Bush Davies School of Theatre Arts was a dance and performing arts school in the United Kingdom. Founded by the dance teacher Pauline Bush in Nottingham in 1914, and later with branches in Romford, Essex and London; it was bombed out during the Second World War and then moved to a former boys' school East Grinstead. The Romford branch closed in 1974 and the East Grinstead branch in 1989. After Pauline Bush's death, the school was run by her daughter Noreen and her husband Victor Leopold. Later their son Paul Kimm joined them, and he remained Principal until the school closed.

Productions
In May 1959, Marjorie Davies produced and directed the musical "What Katy Did" by Jo Masters, which starred students of the Bush Davies School with Pat Goh as Katy.

In 1974, Susan Passmore and Raymond Bishop produced the annual July performance 'Time Steps' in celebration of the school's Diamond Jubilee in the Adeline Genee Theatre. The 330-seat theatre opened in 1967 on land gifted by the school with a performance of Coppelia. The school staged an annual production each summer. The Theatre was demolished by the owners of the residential care home that now operates in Charters Towers and the grounds of the old school.

• Source data

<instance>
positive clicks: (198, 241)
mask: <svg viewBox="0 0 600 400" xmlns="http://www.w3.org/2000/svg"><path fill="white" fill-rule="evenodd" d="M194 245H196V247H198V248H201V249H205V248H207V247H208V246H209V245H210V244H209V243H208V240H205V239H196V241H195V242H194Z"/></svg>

• The problem
Check each statement against the Bush Davies School passage and say yes or no, quoting the words that decide it. (a) The school was founded in Nottingham in 1914. (b) The Romford branch closed in 1989. (c) The Adeline Genee Theatre seated 330 people.

• Response for this exercise
(a) Yes: "Founded by the dance teacher Pauline Bush in Nottingham in 1914"
(b) No: "The Romford branch closed in 1974 and the East Grinstead branch in 1989."
(c) Yes: "The 330-seat theatre opened in 1967"